Problem requirements = When responding, copy every record below exactly as it appears.
◇ ◇ ◇ ◇
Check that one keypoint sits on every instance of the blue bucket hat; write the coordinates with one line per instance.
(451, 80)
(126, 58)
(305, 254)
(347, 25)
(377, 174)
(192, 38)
◇ ◇ ◇ ◇
Reply =
Check that one keypoint sits on every instance of the blue bucket hat; write the coordinates with one line per instance.
(451, 80)
(126, 58)
(305, 254)
(347, 25)
(377, 174)
(192, 38)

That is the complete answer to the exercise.